» **Short problem**
Skip the pictures. Copy all the rest of the records down exactly.

Object location annotation data:
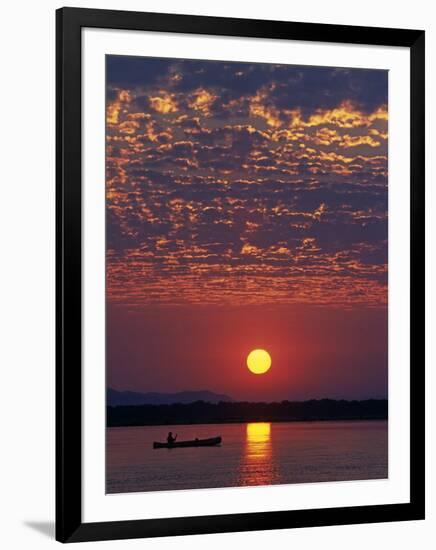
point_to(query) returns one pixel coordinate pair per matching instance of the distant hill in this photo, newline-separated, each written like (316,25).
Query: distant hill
(117,398)
(200,412)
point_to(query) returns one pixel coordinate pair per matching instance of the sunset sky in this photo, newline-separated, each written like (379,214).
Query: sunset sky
(246,208)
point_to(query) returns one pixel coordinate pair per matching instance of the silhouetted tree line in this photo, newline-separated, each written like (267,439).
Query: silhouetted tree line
(201,412)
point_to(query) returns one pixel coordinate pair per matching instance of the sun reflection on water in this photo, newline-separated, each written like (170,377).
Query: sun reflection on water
(257,465)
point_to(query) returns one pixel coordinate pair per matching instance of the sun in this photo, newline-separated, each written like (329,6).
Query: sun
(258,361)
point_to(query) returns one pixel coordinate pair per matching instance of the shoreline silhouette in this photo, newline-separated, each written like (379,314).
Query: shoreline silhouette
(201,412)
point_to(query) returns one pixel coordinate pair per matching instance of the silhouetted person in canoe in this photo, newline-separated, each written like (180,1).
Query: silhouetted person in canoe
(171,439)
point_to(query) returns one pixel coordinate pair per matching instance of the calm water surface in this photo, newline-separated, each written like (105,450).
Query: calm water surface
(251,454)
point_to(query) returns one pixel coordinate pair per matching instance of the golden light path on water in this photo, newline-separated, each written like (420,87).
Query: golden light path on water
(256,466)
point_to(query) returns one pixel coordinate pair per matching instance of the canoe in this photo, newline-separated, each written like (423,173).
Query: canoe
(192,443)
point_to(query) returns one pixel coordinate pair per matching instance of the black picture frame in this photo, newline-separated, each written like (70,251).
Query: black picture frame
(69,525)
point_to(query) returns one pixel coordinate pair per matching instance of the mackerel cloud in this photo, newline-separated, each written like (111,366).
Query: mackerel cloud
(237,183)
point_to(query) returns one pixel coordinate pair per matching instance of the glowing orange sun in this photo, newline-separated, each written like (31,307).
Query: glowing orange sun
(258,361)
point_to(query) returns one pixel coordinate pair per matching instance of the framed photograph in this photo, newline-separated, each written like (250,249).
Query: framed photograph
(240,275)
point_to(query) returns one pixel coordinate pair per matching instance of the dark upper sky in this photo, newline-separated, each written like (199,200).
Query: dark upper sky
(239,185)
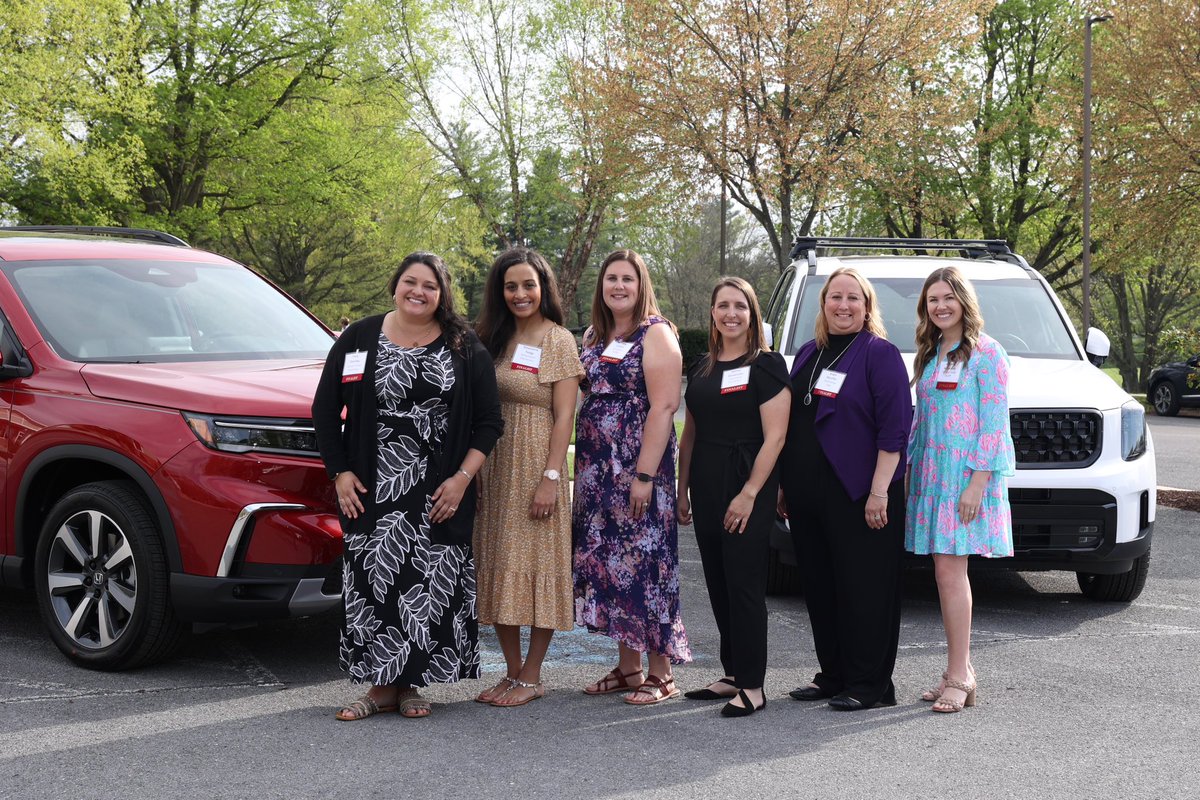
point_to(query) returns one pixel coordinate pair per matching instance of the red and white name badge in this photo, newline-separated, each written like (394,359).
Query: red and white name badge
(527,359)
(736,380)
(829,383)
(948,374)
(353,366)
(616,352)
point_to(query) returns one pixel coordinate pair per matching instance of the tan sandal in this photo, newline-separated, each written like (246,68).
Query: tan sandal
(613,681)
(655,690)
(414,707)
(946,705)
(363,708)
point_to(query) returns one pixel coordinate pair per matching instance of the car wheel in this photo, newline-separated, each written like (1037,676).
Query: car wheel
(1165,398)
(1121,588)
(102,579)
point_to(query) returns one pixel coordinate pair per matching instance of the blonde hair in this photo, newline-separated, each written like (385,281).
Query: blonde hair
(645,306)
(873,322)
(930,335)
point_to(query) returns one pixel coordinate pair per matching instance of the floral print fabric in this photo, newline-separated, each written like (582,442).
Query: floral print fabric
(627,570)
(409,602)
(957,432)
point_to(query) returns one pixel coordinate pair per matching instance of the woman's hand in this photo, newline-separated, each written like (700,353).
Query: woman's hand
(348,488)
(683,507)
(737,516)
(970,501)
(544,499)
(448,497)
(640,498)
(876,511)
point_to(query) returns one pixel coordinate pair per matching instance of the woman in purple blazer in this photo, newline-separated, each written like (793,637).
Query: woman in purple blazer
(841,488)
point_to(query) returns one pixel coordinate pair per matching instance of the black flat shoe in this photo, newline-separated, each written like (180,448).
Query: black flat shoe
(709,695)
(809,693)
(730,710)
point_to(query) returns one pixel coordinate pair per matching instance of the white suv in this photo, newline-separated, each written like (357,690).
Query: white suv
(1085,487)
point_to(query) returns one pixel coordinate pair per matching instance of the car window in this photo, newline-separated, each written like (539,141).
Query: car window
(1017,312)
(163,311)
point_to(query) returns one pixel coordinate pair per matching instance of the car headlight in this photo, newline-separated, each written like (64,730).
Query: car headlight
(244,434)
(1133,431)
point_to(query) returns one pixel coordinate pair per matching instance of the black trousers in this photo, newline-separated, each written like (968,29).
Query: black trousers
(736,576)
(851,584)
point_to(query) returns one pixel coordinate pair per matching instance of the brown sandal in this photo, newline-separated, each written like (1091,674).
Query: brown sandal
(615,681)
(363,708)
(655,689)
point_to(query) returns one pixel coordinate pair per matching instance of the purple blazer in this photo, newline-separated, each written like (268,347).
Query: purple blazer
(873,411)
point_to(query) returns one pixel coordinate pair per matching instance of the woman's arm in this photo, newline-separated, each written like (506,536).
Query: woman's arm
(562,408)
(663,367)
(774,415)
(687,441)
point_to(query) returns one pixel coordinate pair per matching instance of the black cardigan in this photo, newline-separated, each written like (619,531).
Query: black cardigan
(474,422)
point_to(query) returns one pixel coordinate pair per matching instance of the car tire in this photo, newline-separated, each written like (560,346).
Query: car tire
(1164,398)
(101,578)
(1120,588)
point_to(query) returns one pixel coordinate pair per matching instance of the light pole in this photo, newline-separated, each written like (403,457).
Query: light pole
(1087,168)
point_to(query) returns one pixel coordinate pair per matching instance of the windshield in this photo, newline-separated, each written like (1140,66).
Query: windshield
(1017,312)
(125,311)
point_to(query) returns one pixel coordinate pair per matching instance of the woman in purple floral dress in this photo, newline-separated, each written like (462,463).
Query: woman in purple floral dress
(627,560)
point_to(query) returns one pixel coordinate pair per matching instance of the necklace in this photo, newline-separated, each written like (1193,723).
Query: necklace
(813,378)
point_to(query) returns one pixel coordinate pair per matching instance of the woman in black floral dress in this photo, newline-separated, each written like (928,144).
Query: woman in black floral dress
(421,415)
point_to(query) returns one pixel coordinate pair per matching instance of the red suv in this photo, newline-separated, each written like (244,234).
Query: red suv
(157,462)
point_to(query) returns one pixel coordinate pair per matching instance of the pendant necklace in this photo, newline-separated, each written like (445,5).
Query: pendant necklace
(813,378)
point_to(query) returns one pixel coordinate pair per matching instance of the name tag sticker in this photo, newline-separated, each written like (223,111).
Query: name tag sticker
(736,380)
(829,383)
(948,374)
(616,352)
(353,366)
(527,359)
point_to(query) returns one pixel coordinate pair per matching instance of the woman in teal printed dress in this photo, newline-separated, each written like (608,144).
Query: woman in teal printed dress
(960,453)
(625,535)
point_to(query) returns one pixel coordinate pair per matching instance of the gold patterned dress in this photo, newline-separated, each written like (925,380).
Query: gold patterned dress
(522,565)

» **Correct output**
point_to(query) returns one pixel coordinate pair per matching instance of the distant hill in this photo, newline-separated, each written like (316,25).
Query: distant hill
(117,398)
(200,412)
point_to(query) returns one pixel coordinate pair per matching instance of the sunset sky in this photo, newline-separated, each written like (379,214).
Query: sunset sky
(246,208)
point_to(query) returns one pixel coordinate pair per matching instance of the silhouetted tree line in this photo, newline-separated, each written like (267,439).
Query: silhouetted tree line
(201,412)
point_to(query) returns one pixel coordinate pair per matching instance of the sun reflection on water in this photo, newline-separated, each written like (170,377).
Query: sun reflection on water
(257,465)
point_to(query) returns one pixel coordinate pair per matching instance of the sun in this photo, newline-separated, each written like (329,6).
Query: sun
(258,361)
point_to(query) returns one pixel coordinate pair per matching instance of the shoreline silhouette in this photo, newline-separated, each written like (379,314).
Query: shoreline silhouette
(201,412)
point_to(query) returns one pixel coordinate pair per matching instance of the silhouetted person in canoe in this photo, newline-separated, each written like (180,1).
Query: silhouetted person in canoe
(171,439)
point_to(query) returns one pixel coordinate pair per matching instance of the calm water surface in this photo, newline-separated, each written like (105,450).
Query: calm water surface
(251,454)
point_to(query) returns one pixel coordinate pair per matching instance of the golden light path on water in this photo, newline-separated, each written like (420,87).
Query: golden light path on water
(256,466)
point_to(query) returns one pixel coordinate pair per matching instance of the canoe in this photo, newline-separated, each written like (423,173).
Query: canoe
(192,443)
point_to(query) returns one pixel coordinate pair per matching instance of the black picture frame in this photo, newline-separated, each written like (70,251).
Query: black picture frame
(69,525)
point_to(query) returns one pixel coordinate pair per matching instance of the mackerel cloud in this photo, newline-separated, each written like (111,366).
Query: mackerel cloud
(237,183)
point_to(query) returns one pixel coordinate pair per matching instance of the glowing orange sun in this photo, newline-separated, each written like (31,307).
Query: glowing orange sun
(258,361)
point_to(query) returns one pixel coordinate pair per matching instance of the framed photograph in this photo, newline-separated, each written like (250,249).
Query: framed photograph
(240,275)
point_to(query) returns one pixel coordinate pair per matching instance of the dark upper sky in this photo, newline-separated, each written like (199,200).
Query: dark upper sky
(239,185)
point_to(query) returns one pixel coordinate pair per matching instance of the red and white name badge in this photo, newline-separated, each written like (394,359).
Query: red and white name badge
(527,359)
(736,380)
(829,383)
(948,374)
(353,366)
(616,352)
point_to(query) returns one pixel coordinate pair per matching instance of the tan sandal in this photo, newline-separated, each written like (246,68).
Query: tan sandal
(613,681)
(655,690)
(414,707)
(946,705)
(363,708)
point_to(query) returns one pixel coordinate pair per matching instance of the car wheel in this photo, newline-separated, each written like (1037,676).
Query: car wheel
(1165,398)
(1121,588)
(102,579)
point_to(query) returns one pixel coordinate pair per matching instance of the blonde hair in this photo, newline-separated, each written like (385,281).
Query: blonde hair
(645,306)
(873,322)
(930,335)
point_to(query) returns one pixel coordinate pair per matching instance of the floral print fabric in this photo, newline-separated, each written like (582,442).
Query: floral print fabric
(627,570)
(409,602)
(957,432)
point_to(query) returns one pixel coordinate pair per matching instance of the woman's hand in this photo, newline-separated, each written like (700,353).
Query: woman's hand
(348,488)
(683,507)
(737,516)
(970,501)
(544,499)
(448,497)
(640,498)
(876,511)
point_to(query) returns one pixel coordinate pair per matching instance of the woman in purple blazer in this photo, newline-separated, each written like (793,637).
Query: woman in purple blazer
(841,488)
point_to(query) returns one pixel coordinate pair per matching instance of the black flat shoe in this photo, newline-separated, each written like (180,448).
Query: black flat shoe
(709,695)
(809,693)
(730,710)
point_to(query) returns one pixel coordinate pair per matching instance of the white suv in this photo, newline-separated, each written like (357,690).
Query: white suv
(1085,487)
point_to(query) returns one pixel coordinate pair per matching instance of the car window in this photo, newline-separated, each written like (539,141).
Query: car window
(1017,312)
(163,311)
point_to(query) returns one pixel coordinate pair per matching instance of the car headlight in this photo, newline-separated, each written like (64,730).
Query: car headlight
(244,434)
(1133,431)
point_to(query) returns one pixel coordinate pair per matching instance of the black trousers in this photo, newline-separated, each written like (968,29).
Query: black trousers
(736,576)
(851,584)
point_to(query) returns one pixel coordinate pair per matching instance of the brown sandal in this photo, newline-separated, each written like (1091,674).
Query: brown sandal
(615,681)
(363,708)
(655,689)
point_to(query) returns one pixel coordinate pair per matching instance of the purple blazer in this photo, newline-separated, each written like (268,347).
Query: purple blazer
(873,411)
point_to(query) returns one pixel coordinate pair per matching instance of the woman's arm in this photo, newline-separated, each written like (506,536).
Query: woman's arm
(562,408)
(663,367)
(774,415)
(687,441)
point_to(query) returns one pixel coordinate pair per matching instance of the black cardigan in this photo, newline-separated, each written like (619,531).
Query: black cardigan
(474,422)
point_to(query) returns one pixel coordinate pair per matching instance of the car tire in this photo, newline-separated, each written like (560,346).
Query: car tire
(1164,398)
(101,578)
(1120,588)
point_to(query) returns one pixel coordinate pair per matching instance of the light pole in this photo, newline-separated, each written like (403,457).
Query: light pole
(1087,168)
point_to(query) returns one pixel coordinate pair per matching instance of the windshield in this photo, newline-separated, each written like (1140,66).
Query: windshield
(1017,312)
(125,311)
point_to(query) returns one pixel coordinate pair per matching instance of the woman in purple floral dress in this photo, newline-separated, each written like (462,463).
Query: woman in purple floral dress
(627,560)
point_to(query) returns one pixel coordinate pair per matching instance of the necklace in this photo, newline-separated, each written like (1193,723).
Query: necklace
(813,378)
point_to(query) returns one pixel coordinate pair per matching instance of the woman in black floral dress in this photo, newline-separated, each written like (928,144).
Query: woman in black floral dress
(421,415)
point_to(query) returns one pixel coordinate pair per matching instance of the red suv in this photo, newline-separated, each written like (244,234).
Query: red suv
(157,462)
point_to(query) returns one pixel coordinate pair per matching instance of the pendant necklace in this photo, newline-separated, each written like (445,5).
Query: pendant necklace
(813,378)
point_to(query) returns one pixel coordinate pair per matching instance of the name tag sticker in this photo, newline-separated, each written like (223,111).
Query: name tag sticker
(736,380)
(829,383)
(948,374)
(616,352)
(353,366)
(527,359)
point_to(query) returns one pixel coordinate pair per matching instance of the woman in teal printed dress in this photo, newline-separated, each written like (608,144).
Query: woman in teal printed dress
(960,453)
(625,535)
point_to(query) returns one pixel coordinate pair per matching instance of the gold patterned dress in this photo, newline-separated, each written like (925,380).
Query: gold patterned dress
(522,565)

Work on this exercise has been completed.